Direction:
Quote all of the data below word for word, keeping every line unchanged.

Excerpts from a detection dataset:
——

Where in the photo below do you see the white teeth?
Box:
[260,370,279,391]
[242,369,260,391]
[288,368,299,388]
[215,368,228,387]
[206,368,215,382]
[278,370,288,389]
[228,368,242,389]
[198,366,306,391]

——

Written solution:
Where in the photo below do you see the white teeth?
Box:
[260,370,279,391]
[242,369,260,391]
[288,368,299,388]
[215,368,228,387]
[206,368,215,382]
[278,370,288,389]
[228,368,242,389]
[198,366,306,391]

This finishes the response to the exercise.